Referring expression data
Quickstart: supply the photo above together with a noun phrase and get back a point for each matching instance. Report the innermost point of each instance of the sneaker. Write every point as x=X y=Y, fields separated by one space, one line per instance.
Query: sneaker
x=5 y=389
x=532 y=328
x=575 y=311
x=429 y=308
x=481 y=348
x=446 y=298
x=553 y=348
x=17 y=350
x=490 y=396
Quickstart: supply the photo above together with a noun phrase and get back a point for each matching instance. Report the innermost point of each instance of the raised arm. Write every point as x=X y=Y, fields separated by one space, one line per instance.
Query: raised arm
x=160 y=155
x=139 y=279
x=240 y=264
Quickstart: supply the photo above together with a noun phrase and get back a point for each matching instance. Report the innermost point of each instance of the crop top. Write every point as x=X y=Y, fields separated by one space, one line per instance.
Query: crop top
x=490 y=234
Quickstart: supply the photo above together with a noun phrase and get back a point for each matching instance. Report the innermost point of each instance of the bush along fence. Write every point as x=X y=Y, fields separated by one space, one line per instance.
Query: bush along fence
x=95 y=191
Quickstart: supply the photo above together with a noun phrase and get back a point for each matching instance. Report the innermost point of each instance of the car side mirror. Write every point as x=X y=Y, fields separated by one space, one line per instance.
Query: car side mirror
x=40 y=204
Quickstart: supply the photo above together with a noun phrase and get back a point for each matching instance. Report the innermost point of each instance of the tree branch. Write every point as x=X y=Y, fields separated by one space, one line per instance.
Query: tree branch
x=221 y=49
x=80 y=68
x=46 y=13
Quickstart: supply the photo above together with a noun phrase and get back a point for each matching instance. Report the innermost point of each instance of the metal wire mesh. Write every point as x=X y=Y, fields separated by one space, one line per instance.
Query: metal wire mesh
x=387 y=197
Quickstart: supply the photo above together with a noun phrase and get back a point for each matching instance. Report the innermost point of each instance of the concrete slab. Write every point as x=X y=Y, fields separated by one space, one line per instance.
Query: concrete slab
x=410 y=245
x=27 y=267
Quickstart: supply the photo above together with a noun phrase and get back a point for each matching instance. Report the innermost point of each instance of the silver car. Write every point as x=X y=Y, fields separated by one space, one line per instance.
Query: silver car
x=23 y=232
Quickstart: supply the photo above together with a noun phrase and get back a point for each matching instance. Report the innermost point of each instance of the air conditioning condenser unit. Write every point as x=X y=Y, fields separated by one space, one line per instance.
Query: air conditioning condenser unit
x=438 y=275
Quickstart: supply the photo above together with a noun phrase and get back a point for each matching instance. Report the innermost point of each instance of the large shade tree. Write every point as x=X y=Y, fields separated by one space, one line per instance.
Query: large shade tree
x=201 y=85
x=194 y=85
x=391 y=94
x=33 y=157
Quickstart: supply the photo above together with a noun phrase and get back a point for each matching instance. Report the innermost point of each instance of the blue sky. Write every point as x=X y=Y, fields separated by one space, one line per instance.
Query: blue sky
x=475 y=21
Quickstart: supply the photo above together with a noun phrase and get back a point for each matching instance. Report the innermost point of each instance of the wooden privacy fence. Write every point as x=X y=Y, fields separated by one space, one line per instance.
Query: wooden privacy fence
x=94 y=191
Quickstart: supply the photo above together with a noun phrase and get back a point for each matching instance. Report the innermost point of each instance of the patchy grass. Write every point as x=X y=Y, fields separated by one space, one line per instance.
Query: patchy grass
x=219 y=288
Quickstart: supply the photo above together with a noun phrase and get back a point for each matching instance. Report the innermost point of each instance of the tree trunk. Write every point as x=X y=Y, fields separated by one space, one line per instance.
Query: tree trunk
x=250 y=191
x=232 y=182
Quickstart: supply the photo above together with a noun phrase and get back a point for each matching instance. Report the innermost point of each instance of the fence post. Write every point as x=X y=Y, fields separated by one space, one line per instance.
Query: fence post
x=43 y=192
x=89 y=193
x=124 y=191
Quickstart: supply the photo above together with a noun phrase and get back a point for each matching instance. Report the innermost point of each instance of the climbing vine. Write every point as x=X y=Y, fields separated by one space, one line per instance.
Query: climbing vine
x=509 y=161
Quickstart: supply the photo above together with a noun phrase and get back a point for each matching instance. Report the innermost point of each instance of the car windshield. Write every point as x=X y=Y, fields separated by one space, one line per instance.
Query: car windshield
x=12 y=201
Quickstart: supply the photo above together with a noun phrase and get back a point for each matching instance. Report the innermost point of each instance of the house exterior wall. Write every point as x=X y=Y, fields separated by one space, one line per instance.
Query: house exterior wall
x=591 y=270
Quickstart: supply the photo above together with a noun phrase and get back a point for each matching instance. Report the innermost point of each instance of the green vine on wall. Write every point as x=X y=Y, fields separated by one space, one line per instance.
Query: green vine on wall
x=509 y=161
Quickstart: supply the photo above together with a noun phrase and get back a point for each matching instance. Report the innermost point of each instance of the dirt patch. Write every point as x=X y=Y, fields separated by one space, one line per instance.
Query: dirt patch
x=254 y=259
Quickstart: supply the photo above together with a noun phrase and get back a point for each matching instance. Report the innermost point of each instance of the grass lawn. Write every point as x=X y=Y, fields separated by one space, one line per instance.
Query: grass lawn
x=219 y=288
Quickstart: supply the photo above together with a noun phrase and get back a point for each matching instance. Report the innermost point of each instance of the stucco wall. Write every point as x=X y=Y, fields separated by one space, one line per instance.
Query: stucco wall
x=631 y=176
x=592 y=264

### ASSIGNMENT
The lines from the start of the entries above through the line containing "of the bush" are the ones to return, please; copy them exactly and include both ends.

### ANSWER BELOW
Quickstart: supply the photo above together with a noun phrase and get back a point for each matching instance. Report the innermost point of each instance of the sneaker. Write every point as x=X y=Y, fields separated by one space, one line per instance.
Query: sneaker
x=5 y=389
x=532 y=328
x=575 y=311
x=429 y=308
x=481 y=348
x=446 y=298
x=553 y=348
x=17 y=350
x=490 y=396
Quickstart: supply the photo above together with a noun phrase and get back a point for each matching instance. Report the innermost point of each instance of the raised arm. Write every point as x=X y=Y, fields separated by one space, one line per instance.
Query: raised arm
x=160 y=155
x=139 y=279
x=240 y=264
Quickstart: supply the photo above together with a noun phrase and get back a point for each matching instance. Report the innermost point of each instance of the crop top. Write every point as x=X y=Y, fields separated by one space, one line per instance.
Query: crop top
x=490 y=234
Quickstart: supply the photo above together with a noun phrase and get back a point for each matching instance. Report the innermost point of each instance of the bush along fence. Write every point as x=X y=Y, fields separated by one space, one line per instance.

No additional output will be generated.